>>>

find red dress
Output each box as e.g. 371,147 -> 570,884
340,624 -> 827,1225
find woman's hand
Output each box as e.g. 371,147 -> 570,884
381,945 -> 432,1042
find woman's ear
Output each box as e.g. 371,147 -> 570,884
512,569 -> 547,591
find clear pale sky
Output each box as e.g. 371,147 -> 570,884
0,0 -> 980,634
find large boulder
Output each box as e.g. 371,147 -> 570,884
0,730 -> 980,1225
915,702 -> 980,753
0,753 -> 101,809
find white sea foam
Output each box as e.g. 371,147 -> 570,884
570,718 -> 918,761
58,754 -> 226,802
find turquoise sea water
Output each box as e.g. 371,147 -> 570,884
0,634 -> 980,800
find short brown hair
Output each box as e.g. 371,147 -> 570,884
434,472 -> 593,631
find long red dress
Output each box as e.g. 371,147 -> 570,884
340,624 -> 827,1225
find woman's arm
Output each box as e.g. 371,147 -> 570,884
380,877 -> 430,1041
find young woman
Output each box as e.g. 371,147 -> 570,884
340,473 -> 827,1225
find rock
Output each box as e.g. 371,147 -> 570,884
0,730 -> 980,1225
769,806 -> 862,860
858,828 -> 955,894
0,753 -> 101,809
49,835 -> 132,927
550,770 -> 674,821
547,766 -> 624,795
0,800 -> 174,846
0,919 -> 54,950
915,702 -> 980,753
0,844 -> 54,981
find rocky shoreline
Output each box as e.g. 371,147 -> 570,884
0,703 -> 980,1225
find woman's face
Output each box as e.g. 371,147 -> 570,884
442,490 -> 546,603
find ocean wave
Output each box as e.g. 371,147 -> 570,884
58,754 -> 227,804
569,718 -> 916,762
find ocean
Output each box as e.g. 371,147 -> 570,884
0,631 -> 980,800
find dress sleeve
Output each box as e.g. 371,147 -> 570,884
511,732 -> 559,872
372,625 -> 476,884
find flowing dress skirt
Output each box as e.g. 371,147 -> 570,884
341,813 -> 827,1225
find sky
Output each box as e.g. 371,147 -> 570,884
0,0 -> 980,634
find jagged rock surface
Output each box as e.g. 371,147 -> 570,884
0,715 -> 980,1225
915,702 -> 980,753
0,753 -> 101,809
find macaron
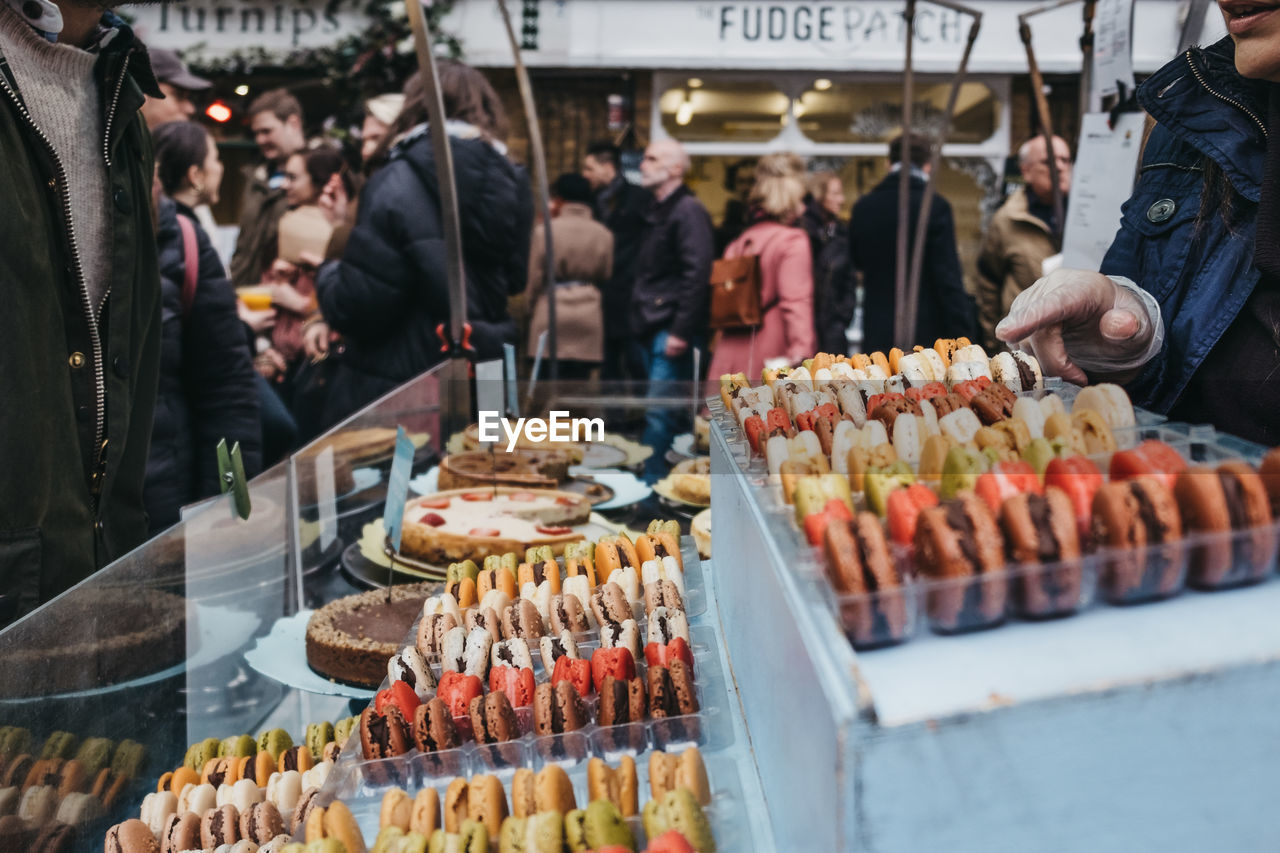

<<<

* **TASK STATEMENT**
Which rows above contain the string "dress"? Copy out each of those rows in full.

* **TASK RESULT**
find red dress
find long red dress
find dress sleeve
find flowing dress skirt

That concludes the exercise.